● **REQUIREMENT**
Reproduce every one of the records below word for word.

+++++

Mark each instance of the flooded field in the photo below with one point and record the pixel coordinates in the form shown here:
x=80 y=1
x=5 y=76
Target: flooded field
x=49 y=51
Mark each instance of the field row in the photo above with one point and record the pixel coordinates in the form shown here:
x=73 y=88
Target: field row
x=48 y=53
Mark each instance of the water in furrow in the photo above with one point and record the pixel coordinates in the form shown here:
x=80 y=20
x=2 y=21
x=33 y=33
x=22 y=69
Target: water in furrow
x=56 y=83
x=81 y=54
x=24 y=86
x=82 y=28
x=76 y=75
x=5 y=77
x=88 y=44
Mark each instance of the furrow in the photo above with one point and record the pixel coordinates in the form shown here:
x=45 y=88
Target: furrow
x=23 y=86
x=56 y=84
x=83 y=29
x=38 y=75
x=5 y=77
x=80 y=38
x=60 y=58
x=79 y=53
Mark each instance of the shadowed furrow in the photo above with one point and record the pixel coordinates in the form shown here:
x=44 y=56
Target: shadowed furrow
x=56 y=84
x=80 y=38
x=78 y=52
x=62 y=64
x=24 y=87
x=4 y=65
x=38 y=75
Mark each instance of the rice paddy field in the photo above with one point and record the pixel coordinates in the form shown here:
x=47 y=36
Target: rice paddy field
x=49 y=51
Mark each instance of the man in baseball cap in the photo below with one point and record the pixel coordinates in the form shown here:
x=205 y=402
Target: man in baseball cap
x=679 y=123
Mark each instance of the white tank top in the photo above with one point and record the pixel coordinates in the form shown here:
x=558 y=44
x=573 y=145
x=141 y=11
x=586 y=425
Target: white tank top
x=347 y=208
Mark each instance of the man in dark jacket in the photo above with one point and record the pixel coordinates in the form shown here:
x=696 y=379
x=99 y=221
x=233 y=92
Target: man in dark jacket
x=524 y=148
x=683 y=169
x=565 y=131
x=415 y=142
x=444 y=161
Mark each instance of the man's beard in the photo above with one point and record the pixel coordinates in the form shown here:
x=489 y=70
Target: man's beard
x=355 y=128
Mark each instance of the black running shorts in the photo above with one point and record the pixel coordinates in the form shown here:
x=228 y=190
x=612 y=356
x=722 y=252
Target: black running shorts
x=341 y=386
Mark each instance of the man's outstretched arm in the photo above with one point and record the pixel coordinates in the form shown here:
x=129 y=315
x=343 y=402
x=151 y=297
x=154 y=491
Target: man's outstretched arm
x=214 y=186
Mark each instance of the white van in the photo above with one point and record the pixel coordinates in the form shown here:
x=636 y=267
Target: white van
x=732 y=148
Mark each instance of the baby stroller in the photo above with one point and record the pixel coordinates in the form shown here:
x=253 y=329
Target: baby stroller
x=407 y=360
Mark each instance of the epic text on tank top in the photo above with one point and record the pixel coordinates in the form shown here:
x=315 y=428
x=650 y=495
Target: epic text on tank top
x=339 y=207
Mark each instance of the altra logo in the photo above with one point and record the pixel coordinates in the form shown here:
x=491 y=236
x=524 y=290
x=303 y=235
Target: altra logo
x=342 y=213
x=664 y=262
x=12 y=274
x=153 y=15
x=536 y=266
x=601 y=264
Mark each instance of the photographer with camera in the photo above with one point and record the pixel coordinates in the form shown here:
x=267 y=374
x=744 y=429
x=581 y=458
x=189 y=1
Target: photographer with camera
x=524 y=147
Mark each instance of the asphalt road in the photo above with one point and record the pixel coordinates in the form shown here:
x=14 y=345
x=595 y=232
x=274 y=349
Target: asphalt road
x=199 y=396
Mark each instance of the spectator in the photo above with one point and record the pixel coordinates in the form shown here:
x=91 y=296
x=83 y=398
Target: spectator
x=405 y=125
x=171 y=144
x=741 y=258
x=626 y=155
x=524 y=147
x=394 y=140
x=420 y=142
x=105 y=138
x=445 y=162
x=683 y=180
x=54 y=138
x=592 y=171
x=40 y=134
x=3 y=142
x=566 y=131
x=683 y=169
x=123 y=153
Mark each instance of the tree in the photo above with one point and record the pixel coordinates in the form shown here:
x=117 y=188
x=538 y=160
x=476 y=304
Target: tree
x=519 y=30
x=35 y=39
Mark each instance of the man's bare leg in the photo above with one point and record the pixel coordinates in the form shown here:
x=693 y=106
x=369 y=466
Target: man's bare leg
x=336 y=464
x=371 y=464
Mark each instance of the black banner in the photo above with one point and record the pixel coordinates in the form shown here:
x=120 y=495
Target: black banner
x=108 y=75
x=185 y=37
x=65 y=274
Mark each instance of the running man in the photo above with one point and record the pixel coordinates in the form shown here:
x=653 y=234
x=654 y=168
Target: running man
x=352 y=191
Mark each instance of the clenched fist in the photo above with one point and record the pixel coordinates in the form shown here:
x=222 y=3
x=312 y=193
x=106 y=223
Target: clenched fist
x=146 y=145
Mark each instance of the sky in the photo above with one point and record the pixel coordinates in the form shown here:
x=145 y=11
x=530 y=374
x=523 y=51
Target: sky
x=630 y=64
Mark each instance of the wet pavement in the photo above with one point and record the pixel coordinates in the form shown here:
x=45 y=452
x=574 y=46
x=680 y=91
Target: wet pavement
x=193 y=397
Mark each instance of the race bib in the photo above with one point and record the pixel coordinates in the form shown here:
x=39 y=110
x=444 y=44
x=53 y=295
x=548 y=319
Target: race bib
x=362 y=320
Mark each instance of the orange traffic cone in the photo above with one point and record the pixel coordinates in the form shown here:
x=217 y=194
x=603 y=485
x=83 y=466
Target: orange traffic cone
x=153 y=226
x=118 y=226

+++++

● **SOLUTION FOR THIS EXERCISE**
Mark each instance of the flooded field in the photo below with one point and record the pixel coordinates in the form shown here:
x=80 y=1
x=5 y=76
Target: flooded field
x=49 y=51
Mark each instance of the field row in the photo above with one point and record the pixel coordinates in the form shown here:
x=73 y=88
Target: field row
x=48 y=53
Mark each instance of the water in furrow in the photo above with one point and record the pixel coordinates in the form shown here:
x=80 y=20
x=2 y=21
x=33 y=33
x=22 y=69
Target: water in furrow
x=56 y=83
x=81 y=54
x=24 y=86
x=82 y=28
x=76 y=75
x=5 y=77
x=88 y=44
Mark each instance of the furrow in the photo above with one point and record the pixel coordinates in the form shown here:
x=45 y=88
Target: furrow
x=23 y=86
x=56 y=84
x=83 y=29
x=38 y=75
x=5 y=77
x=80 y=38
x=60 y=58
x=79 y=53
Mark each instance of the shadowed furrow in the photo above with one point and record the pixel coordinates in the form shown here:
x=44 y=56
Target: shadowed furrow
x=56 y=84
x=80 y=38
x=78 y=52
x=62 y=64
x=24 y=87
x=4 y=65
x=38 y=75
Mark each instance of the rice paddy field in the photo above with one point and record the pixel coordinates in the form shown here:
x=47 y=36
Target: rice paddy field
x=49 y=51
Mark each instance of the man in baseball cap in the photo below with one point and record the pixel coordinates in the form shown here:
x=205 y=402
Target: man in baseball cap
x=679 y=123
Mark each instance of the white tank top in the photo above with one point and record the pixel coordinates in the form shown here:
x=558 y=44
x=573 y=145
x=141 y=11
x=586 y=425
Target: white tank top
x=347 y=208
Mark each instance of the man in dark jacket in the photo above with one point and record the pixel coordinates in the form shown here:
x=696 y=379
x=99 y=221
x=233 y=92
Target: man in dark jacket
x=524 y=148
x=683 y=169
x=565 y=131
x=415 y=142
x=444 y=161
Mark each instance of the man's beard in the photo above with one point and record the pixel coordinates in the form shown here:
x=489 y=70
Target: man's beard
x=355 y=128
Mark each instance of the black running shorts in the photo above with one point and record the pixel coordinates in the form shown here:
x=228 y=190
x=612 y=356
x=722 y=252
Target: black running shorts
x=341 y=386
Mark each instance of the man's outstretched arm in the photo above with one point and record the pixel coordinates in the form shown here:
x=129 y=315
x=343 y=402
x=151 y=297
x=154 y=491
Target: man's outstretched arm
x=214 y=186
Mark each instance of the white van in the photo above with one point and record the pixel coordinates in the form shown here:
x=636 y=267
Target: white van
x=732 y=148
Mark each instance of the baby stroller in the photo above with one point and record the pixel coordinates in the form shown here:
x=253 y=329
Target: baby stroller
x=407 y=360
Mark each instance of the epic text on tank top in the photo above with one point and record the pixel coordinates in the form shown here:
x=315 y=428
x=650 y=495
Target: epic text on tank top
x=339 y=207
Mark each instance of the altra logo in the photo above with one point and record the pixel coordinates in the form shown here:
x=491 y=236
x=524 y=290
x=303 y=235
Target: altra logo
x=342 y=213
x=664 y=262
x=12 y=274
x=153 y=15
x=536 y=266
x=601 y=264
Mark each instance of the photographer with camera in the photo above with one point and record the pixel coordinates in the form shown here:
x=267 y=374
x=744 y=429
x=581 y=458
x=189 y=1
Target: photographer with camera
x=524 y=147
Mark each instance of the asphalt road in the photo above with one point and record the pixel coordinates in the form shown here:
x=14 y=345
x=595 y=232
x=274 y=349
Target: asphalt road
x=199 y=396
Mark each instance of the spectator in the photo above with one point and record the pixel coordinates in the form shown here:
x=91 y=296
x=83 y=398
Target: spectator
x=405 y=125
x=171 y=144
x=741 y=258
x=626 y=155
x=524 y=147
x=394 y=140
x=420 y=142
x=105 y=138
x=445 y=162
x=683 y=180
x=54 y=138
x=592 y=171
x=40 y=134
x=3 y=142
x=566 y=131
x=683 y=169
x=123 y=153
Mark each instance of the tree in the photo above with one point and record the pixel coordinates in the form shown here:
x=117 y=188
x=538 y=160
x=476 y=304
Target: tree
x=519 y=30
x=35 y=39
Mark each instance of the man's bare leg in the photo above with one point and record the pixel coordinates in the form shown here:
x=693 y=106
x=369 y=466
Target: man's bare leg
x=336 y=464
x=371 y=464
Mark each instance of the black banner in the photo above with one point and record the pixel coordinates in the form shown here:
x=120 y=495
Target: black banner
x=108 y=75
x=185 y=37
x=65 y=274
Mark each instance of the running man in the photo above with one point and record the pixel coordinates in the form shown here:
x=653 y=234
x=654 y=168
Target: running man
x=352 y=191
Mark each instance of the clenched fist in the photo above with one point and record the pixel coordinates in the form shown here:
x=222 y=3
x=312 y=193
x=106 y=223
Target: clenched fist
x=146 y=145
Mark each instance of the sky in the photo above with one point and record the pixel coordinates in the form shown here:
x=145 y=11
x=530 y=374
x=523 y=51
Target: sky
x=630 y=64
Mark each instance of the wet pavement in the photo above with one point and record the pixel coordinates in the form shown here:
x=45 y=452
x=574 y=46
x=680 y=91
Target: wet pavement
x=193 y=397
Mark each instance of the race bib in the photo above with one point and record the pixel coordinates in the form shown here:
x=39 y=110
x=444 y=44
x=53 y=295
x=548 y=319
Target: race bib
x=362 y=320
Mark each instance of the orange traffic cone in the photo above with one point and record the pixel coordinates in the form shown here:
x=217 y=194
x=603 y=485
x=83 y=466
Target: orange traffic cone
x=153 y=226
x=118 y=226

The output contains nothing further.